Excerpt provided.
>>>>
A thought of a simpler way to explain this:

MOONGAZER SAID:

24 hours = 1440 minutes.

1440 minutes / 29.530589 days = 48.762996 minutes per day.


KARL REPLIES:

The correct answer is

1440 minutes / 28.530589 days = 50.472144 minutes per day.

One needs to divide the 24 hours by the number of tidal days in a synodic month, which is one less than the number of days in a synodic month.

Converting to minutes and seconds, one gets 50 minutes 28.3 seconds as reckoned before.


28.530589 of these periods make the 24 hours added to 28.530589 days to get 28.530589 tidal days equal to one synodic month.


Karl

16(04(06

-----Original Message-----
From: East Carolina University Calendar discussion List [mailto:[hidden email]] On Behalf Of Moongazer
Sent: 12 November 2016 04:52
To: [hidden email]
Subject: Length of a tidal day

Dear calendar people,

I know that a number of members of this list have expertise in the field of
positional astronomy, and I write this in the hope that someone can help me
understand how to calculate the difference in length between a mean solar
day (24 hours) and a tidal day (the mean time between successive
culminations of the Moon).
<<<<
Written problem. Please update the part of the tidal day discussion starting with "One needs to" and going on through "as reckoned before.", putting "calculated" in place of "reckoned". The data that comes next has no connection to the tidal day discussion.

Entries shown.
>>>>
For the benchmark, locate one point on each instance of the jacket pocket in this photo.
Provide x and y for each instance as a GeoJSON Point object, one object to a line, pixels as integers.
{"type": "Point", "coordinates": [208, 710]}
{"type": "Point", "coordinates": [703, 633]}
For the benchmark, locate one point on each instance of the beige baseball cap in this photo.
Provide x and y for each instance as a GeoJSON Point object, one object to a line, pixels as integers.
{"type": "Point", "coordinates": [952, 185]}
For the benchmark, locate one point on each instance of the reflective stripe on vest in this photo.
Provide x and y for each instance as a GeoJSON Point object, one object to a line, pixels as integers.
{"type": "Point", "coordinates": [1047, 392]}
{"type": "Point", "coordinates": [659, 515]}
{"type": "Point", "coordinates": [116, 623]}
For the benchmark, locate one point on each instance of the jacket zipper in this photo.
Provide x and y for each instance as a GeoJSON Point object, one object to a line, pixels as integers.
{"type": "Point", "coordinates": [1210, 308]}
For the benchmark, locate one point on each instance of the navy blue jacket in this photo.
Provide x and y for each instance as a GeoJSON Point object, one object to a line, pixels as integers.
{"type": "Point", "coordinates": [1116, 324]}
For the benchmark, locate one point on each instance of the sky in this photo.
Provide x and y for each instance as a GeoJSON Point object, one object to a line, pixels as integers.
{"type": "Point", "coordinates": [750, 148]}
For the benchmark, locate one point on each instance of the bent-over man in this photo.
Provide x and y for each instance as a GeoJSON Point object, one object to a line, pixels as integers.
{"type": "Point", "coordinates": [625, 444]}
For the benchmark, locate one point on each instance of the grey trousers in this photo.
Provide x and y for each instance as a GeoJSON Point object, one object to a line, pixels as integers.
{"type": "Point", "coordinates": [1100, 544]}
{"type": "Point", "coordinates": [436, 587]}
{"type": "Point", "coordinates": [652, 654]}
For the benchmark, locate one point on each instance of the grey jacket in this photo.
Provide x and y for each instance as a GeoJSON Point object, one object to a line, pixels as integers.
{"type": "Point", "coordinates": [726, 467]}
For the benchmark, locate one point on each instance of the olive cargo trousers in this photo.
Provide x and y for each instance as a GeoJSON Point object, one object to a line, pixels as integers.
<<<<
Response to the exercise.
One needs to divide the 24 hours by the number of tidal days in a synodic month, which is one less than the number of days in a synodic month.

Converting to minutes and seconds, one gets 50 minutes 28.3 seconds as calculated before.